**Aim of the task**
Give back every entry, copied exactly.

**********

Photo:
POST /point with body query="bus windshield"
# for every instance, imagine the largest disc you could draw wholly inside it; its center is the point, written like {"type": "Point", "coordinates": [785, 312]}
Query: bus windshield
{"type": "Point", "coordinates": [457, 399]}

**********

**Answer space**
Photo:
POST /point with body query="bus windshield"
# for every instance, imagine the largest disc you could draw wholly inside it; its center is the point, written like {"type": "Point", "coordinates": [785, 312]}
Query: bus windshield
{"type": "Point", "coordinates": [457, 399]}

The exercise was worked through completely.